• [Passage provided]
>>>>
What is RAG?

March 3, 2025

In my opinion, RAG is probably one of the most used words when it comes to AI/LLMs. It also seems like one of the most jankiest solutions for reducing LLM hallucinations.

Core Idea Behind RAG

For an LLM to be useful in certain scenarios, it often needs more background knowledge. For example, a lawyer chatbot needs to know about past cases and relevant laws in order to provide useful information to the user.

Developers typically improve an LLM’s knowledge using Retrieval-Augmented Generation (RAG). RAG is a pipeline that retrieves relevant information from a knowledge base and adds it to the user’s prompt, drastically reducing the model’s hallucination rates.

The simple idea is:

\text{Context} \uparrow \implies \text{Model hallucinations} \downarrow

Why not just use a longer prompt?

It depends. The problem with just using more context is that it’s not always possible to provide the model with all the context it needs. An (extreme) example, if you’re building a chatbot, and decide to ask “Where’s the nearest gym?” You can’t just provide the model with the entire internet. However, if your knowledge base is rather small (compared to the model’s context window), you can just include the entire knowledge base in the prompt that you give the model for certain tasks (ex. summarizing text).

How RAG Works

For larger knowledge bases that exceed the model’s context window, RAG is usually the industry solution. RAG typically works by preprocessing a knowledge base through some steps:

Break down the document into smaller chunks of text
Use an embedding model to convert these chunks into vector embeddings that encode meaning
Store these embeddings in a vector database (for searching by semantic similarity)
When a user inputs a query to the model, the vector database is used as a lookup to find the most relevant chunks based on semantic similarity to the query
The most relevant chunks are returned and added to the user’s prompt (usually hidden from the user) then sent to the LLM.

The problem is that embedding models capture semantic meaning and miss exact keyword matches. Usually, embedding models are combined with BM25.

BM25: The Secret Sauce

BM25 (Best Matching 25) is a ranking function that uses lexical matching to find precise word or phrase matches. It’s effective for queries that include unique identifiers or technical terms. For example, if a user queries “HTTP 200” in a technical support database, BM25 can find the exact “HTTP 200” match.

How is BM25 combined with embeddings?

BM25 and embeddings work better together than either does alone. Think of it like this: embeddings are good at finding content with similar meaning, while BM25 is a function that finds exact keyword matches.

The way it usually works is:

You break your docs into chunks (I found 300-500 tokens works well for most cases)
<<<<
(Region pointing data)
>>>>
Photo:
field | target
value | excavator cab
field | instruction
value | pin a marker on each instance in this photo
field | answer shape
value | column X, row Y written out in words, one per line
<<<<
>>>>
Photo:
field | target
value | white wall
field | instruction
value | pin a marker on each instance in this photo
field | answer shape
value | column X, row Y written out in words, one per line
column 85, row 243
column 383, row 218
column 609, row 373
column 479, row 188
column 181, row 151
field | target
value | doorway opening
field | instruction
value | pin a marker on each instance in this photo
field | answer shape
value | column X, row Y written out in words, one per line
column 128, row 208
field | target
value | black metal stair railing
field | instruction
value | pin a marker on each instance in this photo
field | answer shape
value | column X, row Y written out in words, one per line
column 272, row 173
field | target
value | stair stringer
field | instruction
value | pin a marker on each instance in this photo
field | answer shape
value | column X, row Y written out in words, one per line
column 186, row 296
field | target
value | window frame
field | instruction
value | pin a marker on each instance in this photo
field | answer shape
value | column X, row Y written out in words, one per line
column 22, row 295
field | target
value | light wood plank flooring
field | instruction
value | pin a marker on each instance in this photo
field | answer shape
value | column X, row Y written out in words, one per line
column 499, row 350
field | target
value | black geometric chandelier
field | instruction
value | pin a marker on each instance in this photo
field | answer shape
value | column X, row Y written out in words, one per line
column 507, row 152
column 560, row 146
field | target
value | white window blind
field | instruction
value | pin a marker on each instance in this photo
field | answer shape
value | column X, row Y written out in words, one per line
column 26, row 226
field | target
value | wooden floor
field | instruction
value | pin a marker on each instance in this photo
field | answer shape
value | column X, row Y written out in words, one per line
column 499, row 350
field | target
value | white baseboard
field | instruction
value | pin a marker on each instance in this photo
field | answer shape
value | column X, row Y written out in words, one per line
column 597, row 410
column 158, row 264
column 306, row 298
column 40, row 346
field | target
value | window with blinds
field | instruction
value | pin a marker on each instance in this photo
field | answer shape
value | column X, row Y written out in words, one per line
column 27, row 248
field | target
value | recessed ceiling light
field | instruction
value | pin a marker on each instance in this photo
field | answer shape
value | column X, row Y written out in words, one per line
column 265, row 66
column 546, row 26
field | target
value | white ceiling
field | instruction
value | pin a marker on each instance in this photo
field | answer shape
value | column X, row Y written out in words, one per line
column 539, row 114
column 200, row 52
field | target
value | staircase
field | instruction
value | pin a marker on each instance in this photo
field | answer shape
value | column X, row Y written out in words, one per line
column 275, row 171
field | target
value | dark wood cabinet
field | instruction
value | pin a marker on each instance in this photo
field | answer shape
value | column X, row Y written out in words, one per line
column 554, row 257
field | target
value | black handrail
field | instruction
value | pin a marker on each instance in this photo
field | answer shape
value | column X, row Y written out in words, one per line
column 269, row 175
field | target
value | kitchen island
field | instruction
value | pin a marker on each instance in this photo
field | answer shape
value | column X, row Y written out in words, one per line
<<<<
• [Exercise goal] Carry on the article explaining RAG, starting right after its final sentence. This data has no connection to the article on RAG.

• [Answer to this problem]
Create both embeddings AND BM25 indices for these chunks
When a query comes in, run it against both systems
Combine the results (usually with some fancy rank fusion math)
Return the top $k$ results and feed it into your LLM

TLDR: You have two people, one understands meaning, the other is extremely good at spotting exact word matches. Together, they catch what the other might miss.

Reranking (The Cherry on Top)

Reranking is a technique that further improves retrieval accuracy. It’s like having a third person who’s really good at picking out the best chunks from the top results (a meta-model). Here’s how it works:

You do your initial retrieval (embedding + BM25 search) and get a bunch of chunks
You run these chunks through a specialized reranking model
The reranker scores each chunk based on how relevant it is to the query
You keep only the top $k$ chunks (usually 10-20) to send to your LLM

Some things to note about reranking

It’s computationally expensive (you may need to chunk big docs, run an embeddings model, run BM25, and then run a reranker model)
It’s a trade-off between performance and speed (you’re adding another step at runtime)
It’s not always needed (if your initial retrieval is good enough, you might not need it)

Things to Note About RAG Systems

There are some practical considerations for RAG:

It’s definitely overkill for simple use cases (if your knowledge base is a PDF that’s < ~500 pages, just feed the entire document)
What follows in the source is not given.